Segment Start: Provided passage
Joey Schusler's new film, "RJ Ripper" is garnering praise such as; "a masterpiece," "incredibly inspiring," and "the production of the year." The film follows Rajesh (RJ) Magar, who, despite growing up in Kathmandu, an unorthodox place to begin a promising career in mountain biking, rapidly became the most successful young rider in Nepal. The praise is well-deserved, as RJ's story is captivating and flawlessly told through Joey's artistic mastery.
Watch RJ Ripper HERE
How did the idea for the film come about?Joey:
I had first heard about RJ from a number of friends who had visited Nepal to ride and explore the region. RJ was their guide and everyone had nothing but good things to say about him - which isn’t surprising now knowing his infectious energy and ever positive mindset. I then learned more about his story through a short online article Berne Broudy did for Bike Mag in early 2017. And from there I went down the rabbit hole of learning more and more about RJ. The timing couldn’t have been more perfect to make this film, and the project slowly started to materialize.
From start to finish, how long did this project take? Joey:
We (myself and fellow filmmaker Ben Page) were in Nepal for the entire month of December 2017. One thing that I really wanted to make sure with this film was that we never felt rushed. I wanted to make sure we had the time to really get to know RJ and his friends, see Nepal, and give this project the time it deserves. The pace of the trip really allowed for this film to grow into what it has become. The editing process was full on and took around three months on and off with a solid team at the helm. This was the first film I’d ever attempted in a foreign language, and that was definitely a huge hurdle time-wise, both on the shoot and in post. From original concepting and pitching to the online release, it was about a year-long process all said and done.
Segment End: Provided passage
→ Tasks
• 1. Reproduce the part of the RJ Ripper interview that begins with "Joey Schusler's new" and continues through "Joey's artistic mastery.", keeping every word unchanged.
• 2. In the RJ Ripper interview, how long did editing the film take?
Segment Start: Information supplied
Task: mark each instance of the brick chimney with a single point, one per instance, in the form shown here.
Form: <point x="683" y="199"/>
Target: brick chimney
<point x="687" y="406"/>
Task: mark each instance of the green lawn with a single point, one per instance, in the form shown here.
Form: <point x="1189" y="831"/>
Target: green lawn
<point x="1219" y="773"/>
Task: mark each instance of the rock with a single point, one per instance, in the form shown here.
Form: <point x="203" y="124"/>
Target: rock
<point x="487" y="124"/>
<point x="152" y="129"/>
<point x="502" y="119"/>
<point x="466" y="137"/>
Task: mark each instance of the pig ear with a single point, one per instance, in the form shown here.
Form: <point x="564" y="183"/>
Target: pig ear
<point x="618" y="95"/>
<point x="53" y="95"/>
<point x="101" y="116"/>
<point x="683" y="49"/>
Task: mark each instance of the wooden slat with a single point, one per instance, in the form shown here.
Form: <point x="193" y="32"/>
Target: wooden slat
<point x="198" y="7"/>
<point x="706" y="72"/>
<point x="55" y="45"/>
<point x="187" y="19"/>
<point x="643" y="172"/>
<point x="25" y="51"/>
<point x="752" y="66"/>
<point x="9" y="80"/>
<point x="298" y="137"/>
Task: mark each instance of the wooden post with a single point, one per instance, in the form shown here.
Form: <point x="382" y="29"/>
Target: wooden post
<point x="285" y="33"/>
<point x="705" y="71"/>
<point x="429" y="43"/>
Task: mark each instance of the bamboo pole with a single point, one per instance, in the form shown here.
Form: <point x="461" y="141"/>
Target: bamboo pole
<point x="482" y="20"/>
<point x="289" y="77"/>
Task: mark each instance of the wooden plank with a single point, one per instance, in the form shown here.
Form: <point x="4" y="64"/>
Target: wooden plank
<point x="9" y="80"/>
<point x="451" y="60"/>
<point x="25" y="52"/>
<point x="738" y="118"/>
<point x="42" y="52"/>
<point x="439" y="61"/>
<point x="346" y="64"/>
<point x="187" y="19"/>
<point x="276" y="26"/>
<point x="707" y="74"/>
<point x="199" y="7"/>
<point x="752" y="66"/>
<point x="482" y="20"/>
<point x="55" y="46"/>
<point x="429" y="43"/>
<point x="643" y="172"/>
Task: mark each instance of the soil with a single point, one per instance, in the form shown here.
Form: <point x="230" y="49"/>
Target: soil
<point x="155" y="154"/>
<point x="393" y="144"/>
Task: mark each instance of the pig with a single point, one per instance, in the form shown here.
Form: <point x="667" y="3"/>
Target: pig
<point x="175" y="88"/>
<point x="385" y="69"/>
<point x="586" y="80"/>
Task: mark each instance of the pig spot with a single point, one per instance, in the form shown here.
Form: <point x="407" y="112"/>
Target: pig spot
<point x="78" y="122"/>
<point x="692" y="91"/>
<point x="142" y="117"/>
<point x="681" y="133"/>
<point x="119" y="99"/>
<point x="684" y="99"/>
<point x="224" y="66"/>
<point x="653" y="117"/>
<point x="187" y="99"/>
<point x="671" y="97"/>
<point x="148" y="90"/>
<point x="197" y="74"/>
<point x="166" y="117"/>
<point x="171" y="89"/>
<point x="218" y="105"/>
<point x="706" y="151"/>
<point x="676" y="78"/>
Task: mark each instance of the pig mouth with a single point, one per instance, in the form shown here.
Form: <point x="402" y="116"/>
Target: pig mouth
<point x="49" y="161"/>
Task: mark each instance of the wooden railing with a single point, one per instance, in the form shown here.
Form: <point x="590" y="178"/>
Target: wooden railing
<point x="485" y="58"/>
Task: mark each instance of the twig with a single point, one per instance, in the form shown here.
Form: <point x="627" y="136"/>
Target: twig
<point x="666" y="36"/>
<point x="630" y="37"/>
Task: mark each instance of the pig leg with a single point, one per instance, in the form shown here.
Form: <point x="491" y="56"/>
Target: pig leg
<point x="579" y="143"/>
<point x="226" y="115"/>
Segment End: Information supplied
→ Responses to the exercise
• 1.
Joey Schusler's new film, "RJ Ripper" is garnering praise such as; "a masterpiece," "incredibly inspiring," and "the production of the year." The film follows Rajesh (RJ) Magar, who, despite growing up in Kathmandu, an unorthodox place to begin a promising career in mountain biking, rapidly became the most successful young rider in Nepal. The praise is well-deserved, as RJ's story is captivating and flawlessly told through Joey's artistic mastery.

• 2. Around three months, on and off.